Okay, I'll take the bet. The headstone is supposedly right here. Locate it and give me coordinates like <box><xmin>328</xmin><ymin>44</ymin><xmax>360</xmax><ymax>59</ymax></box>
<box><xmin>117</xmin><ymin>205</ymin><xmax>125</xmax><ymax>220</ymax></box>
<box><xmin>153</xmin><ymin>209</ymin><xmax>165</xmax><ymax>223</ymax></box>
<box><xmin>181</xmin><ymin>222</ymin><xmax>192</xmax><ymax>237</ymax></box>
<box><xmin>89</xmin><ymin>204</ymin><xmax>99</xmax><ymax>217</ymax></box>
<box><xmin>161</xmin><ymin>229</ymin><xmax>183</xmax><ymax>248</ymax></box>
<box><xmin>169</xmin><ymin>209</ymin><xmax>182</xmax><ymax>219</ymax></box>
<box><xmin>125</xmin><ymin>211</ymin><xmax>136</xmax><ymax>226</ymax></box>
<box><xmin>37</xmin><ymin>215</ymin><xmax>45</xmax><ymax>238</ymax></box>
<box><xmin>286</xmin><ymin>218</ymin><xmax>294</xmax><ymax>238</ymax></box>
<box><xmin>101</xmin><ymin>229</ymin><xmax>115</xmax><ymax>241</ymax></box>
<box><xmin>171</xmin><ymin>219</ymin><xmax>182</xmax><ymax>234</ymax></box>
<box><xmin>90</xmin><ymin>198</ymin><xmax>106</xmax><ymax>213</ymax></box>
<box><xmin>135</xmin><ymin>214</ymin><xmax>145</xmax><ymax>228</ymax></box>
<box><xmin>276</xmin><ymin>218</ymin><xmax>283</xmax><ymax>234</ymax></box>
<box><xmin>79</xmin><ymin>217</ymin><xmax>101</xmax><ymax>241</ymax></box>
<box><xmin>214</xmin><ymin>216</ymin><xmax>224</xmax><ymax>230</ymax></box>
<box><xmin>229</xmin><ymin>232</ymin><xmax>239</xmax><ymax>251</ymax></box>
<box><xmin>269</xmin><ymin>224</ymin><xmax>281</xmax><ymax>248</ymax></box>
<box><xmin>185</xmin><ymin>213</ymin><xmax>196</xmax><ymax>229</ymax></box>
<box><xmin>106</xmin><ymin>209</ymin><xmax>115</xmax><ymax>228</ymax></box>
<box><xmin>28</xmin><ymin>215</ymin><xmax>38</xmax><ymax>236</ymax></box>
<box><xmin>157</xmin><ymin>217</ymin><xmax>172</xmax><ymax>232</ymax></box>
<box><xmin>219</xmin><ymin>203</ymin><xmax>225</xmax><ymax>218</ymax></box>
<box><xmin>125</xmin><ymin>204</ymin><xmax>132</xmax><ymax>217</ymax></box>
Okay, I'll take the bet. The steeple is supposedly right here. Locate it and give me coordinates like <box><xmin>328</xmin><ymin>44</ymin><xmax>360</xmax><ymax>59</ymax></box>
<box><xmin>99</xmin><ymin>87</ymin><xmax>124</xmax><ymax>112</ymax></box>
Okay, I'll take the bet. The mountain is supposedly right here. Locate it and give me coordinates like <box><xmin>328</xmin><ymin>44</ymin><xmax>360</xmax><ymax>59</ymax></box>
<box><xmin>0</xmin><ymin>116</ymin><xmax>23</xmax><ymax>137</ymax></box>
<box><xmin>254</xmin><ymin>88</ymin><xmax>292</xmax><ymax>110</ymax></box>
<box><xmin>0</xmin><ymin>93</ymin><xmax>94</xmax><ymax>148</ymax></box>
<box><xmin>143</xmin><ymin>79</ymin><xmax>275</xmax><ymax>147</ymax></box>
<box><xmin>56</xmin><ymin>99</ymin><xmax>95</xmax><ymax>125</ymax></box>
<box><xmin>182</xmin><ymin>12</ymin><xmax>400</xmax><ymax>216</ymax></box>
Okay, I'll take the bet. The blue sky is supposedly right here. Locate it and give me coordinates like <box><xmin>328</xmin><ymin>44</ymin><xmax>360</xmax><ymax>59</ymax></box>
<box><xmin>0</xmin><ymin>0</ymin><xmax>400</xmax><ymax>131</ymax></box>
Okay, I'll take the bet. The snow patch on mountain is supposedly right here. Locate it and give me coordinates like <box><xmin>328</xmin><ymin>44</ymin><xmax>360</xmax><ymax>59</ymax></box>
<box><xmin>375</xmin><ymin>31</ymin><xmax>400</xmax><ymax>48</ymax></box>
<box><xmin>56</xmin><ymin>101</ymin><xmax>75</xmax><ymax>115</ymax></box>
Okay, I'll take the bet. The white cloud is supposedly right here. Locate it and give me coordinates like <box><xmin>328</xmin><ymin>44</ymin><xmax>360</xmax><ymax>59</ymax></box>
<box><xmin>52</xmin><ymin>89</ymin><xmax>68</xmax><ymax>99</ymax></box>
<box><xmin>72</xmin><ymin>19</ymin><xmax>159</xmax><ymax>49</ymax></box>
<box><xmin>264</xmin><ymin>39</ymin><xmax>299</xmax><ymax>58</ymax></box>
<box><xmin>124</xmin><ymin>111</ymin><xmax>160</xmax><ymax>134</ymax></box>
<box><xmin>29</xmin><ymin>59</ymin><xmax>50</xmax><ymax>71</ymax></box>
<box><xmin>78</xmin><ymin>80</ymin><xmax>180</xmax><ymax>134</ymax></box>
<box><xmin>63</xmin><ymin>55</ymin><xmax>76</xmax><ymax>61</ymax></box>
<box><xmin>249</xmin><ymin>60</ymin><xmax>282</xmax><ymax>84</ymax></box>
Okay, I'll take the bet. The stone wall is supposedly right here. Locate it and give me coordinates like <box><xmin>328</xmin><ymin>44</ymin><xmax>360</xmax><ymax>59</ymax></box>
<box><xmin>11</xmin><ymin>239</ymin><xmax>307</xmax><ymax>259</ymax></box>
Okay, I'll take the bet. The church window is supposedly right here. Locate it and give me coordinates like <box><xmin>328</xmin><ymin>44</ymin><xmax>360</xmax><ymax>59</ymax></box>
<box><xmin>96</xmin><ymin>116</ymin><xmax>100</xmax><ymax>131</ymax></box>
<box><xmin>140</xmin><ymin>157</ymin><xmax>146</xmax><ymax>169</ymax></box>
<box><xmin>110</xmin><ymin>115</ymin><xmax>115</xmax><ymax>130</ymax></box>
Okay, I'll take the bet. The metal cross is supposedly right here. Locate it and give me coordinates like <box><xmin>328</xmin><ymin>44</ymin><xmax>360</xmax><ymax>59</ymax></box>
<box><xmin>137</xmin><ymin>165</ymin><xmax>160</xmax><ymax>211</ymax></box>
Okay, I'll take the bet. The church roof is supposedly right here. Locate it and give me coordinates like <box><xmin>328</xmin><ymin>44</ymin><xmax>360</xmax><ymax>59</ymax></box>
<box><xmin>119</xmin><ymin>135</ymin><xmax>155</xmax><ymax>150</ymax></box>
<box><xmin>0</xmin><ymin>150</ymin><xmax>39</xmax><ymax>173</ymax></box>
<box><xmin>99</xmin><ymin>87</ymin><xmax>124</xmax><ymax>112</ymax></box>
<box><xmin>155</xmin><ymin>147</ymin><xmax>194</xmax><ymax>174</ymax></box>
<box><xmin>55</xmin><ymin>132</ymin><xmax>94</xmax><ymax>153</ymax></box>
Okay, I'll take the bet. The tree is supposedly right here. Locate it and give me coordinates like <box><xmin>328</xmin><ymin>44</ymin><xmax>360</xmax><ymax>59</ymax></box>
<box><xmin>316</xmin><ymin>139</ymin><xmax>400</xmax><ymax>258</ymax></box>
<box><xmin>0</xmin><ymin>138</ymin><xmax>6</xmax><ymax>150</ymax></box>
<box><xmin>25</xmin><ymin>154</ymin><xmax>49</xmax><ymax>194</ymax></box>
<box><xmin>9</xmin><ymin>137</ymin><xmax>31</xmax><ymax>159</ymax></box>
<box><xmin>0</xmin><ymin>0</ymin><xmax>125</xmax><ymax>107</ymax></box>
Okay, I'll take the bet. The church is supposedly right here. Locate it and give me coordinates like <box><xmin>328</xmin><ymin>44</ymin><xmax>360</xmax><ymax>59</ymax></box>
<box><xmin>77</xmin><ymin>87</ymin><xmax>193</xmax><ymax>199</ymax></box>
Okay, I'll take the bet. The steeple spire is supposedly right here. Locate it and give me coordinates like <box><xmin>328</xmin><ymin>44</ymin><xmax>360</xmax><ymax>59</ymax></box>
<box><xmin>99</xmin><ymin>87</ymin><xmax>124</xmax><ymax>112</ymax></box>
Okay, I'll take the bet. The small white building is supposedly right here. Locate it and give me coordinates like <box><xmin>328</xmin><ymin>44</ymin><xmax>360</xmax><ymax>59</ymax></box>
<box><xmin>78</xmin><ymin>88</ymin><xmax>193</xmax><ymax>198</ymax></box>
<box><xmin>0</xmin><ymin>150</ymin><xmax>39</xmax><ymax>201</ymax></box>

--------------------------------

=== Your instructions ===
Render as a numbered list every line of the listing above, from the line containing "Okay, I'll take the bet. The steeple spire" through the end of the listing, omitting blank lines.

=== Answer to the task ===
1. Okay, I'll take the bet. The steeple spire is supposedly right here. Locate it and give me coordinates like <box><xmin>328</xmin><ymin>44</ymin><xmax>360</xmax><ymax>59</ymax></box>
2. <box><xmin>99</xmin><ymin>87</ymin><xmax>124</xmax><ymax>112</ymax></box>
3. Okay, I'll take the bet. The small white building is supposedly right here. Locate it and give me coordinates like <box><xmin>328</xmin><ymin>44</ymin><xmax>360</xmax><ymax>59</ymax></box>
4. <box><xmin>78</xmin><ymin>88</ymin><xmax>193</xmax><ymax>198</ymax></box>
5. <box><xmin>0</xmin><ymin>150</ymin><xmax>39</xmax><ymax>201</ymax></box>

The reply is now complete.